[start of Reading passage]

Fantasy basketball management. What do you consider a satisfactory outcome to a season?

Are you satisfied with not great... as long as you're not awful?

Happy with respectable, solid, middle-of-the-pack finishes? Making the postseason as a low seed every other year? And every few seasons making a run all the way to the semifinals?

Or... are you not satisfied with anything less than a ring?

A championship-or-bust type? Someone who'd rather trust The Process and tank into a shot at securing a franchise-altering talent like Joel Embiid... even if you got fired mid-Process?

From a fantasy perspective, savvy managers know to track which teams have a decent chance of tanking. Because a tanking NBA team can hurt or help your fantasy team's chances.

A tanking franchise may decide to shutdown a star with a minor injury in March. It might trade a star to a contender, where he's demoted to a second or third offensive option. It might give young players more minutes... but not enough minutes (over 25 MPG) to give them fantasy traction.

[end of Reading passage]

[Problems]
**1.** Answer these from the passage on tanking in fantasy basketball:
(a) Which player does it name as a franchise-altering talent?
(b) What might a tanking franchise do with a star who has a minor injury in March?
(c) How many minutes per game does it say young players need for fantasy traction?
**2.** Translate this sentence from the passage on tanking in fantasy basketball into Spanish: "From a fantasy perspective, savvy managers know to track which teams have a decent chance of tanking."
**3.** Continue the passage on tanking in fantasy basketball, picking up after its final sentence.
The material after this point has no part in what you are asked to do.

[start of Supplied information]

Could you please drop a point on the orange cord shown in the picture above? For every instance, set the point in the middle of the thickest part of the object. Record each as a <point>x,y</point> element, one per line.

[end of Supplied information]

[The responses]
**1.**
(a) Joel Embiid
(b) Shut him down.
(c) Over 25 MPG.

**2.** Desde el punto de vista del baloncesto fantasy, los mánagers astutos saben seguir de cerca qué equipos tienen una posibilidad razonable de hacer tanking.

**3.**
Conversely, a tanking team can shake up a league. It can generate fresh value on your waiver wire. It can start giving 25-30 MPG to a young player with high upside. It can be forced to start a G-Leaguer at a key position. It can turn up the pace, hoping to inflate stats for future trades.

Let's take a look at some of the teams rumored to be at least mulling a retool, and identify which players a fire sale would help or hurt.

They're getting healthy. Won four of their last five. Sit just one game out of the Play-In. But at the same time, they're still six wins under .500 and just six wins better than the Pistons, way down in Wembanyama territory.

They have about 10 games to figure out which way this is headed. And then another 10 games to commensurate deals from said direction. No pressure, but this deadline represents Washington's last, best chance to stage a respectable teardown for the foreseeable future.

Because as untradeable as Bradley Beal's contract might seem right now? Right now is as good as that deal will look. The first-rounder they owe the Knicks is top-14 protected, but those protections dwindle in subsequent years.

(Not to mention, this is the moment for every team to consider positioning themselves for a puncher's chance at Wembanyama.)

My Washington Wizards -- from the concessions at Capital One Arena, to the top of their front office -- are the quintessential low-risk, medium-reward NBA franchise. The best way to tell if a team is stuck in the NBA middle is to look at where they draft in the first round. Here's where the Wizards have drafted since 2015: 19, 15, 9, 9, 15, 10. (And there are no Giannises in that gaggle of late-lottery selections.)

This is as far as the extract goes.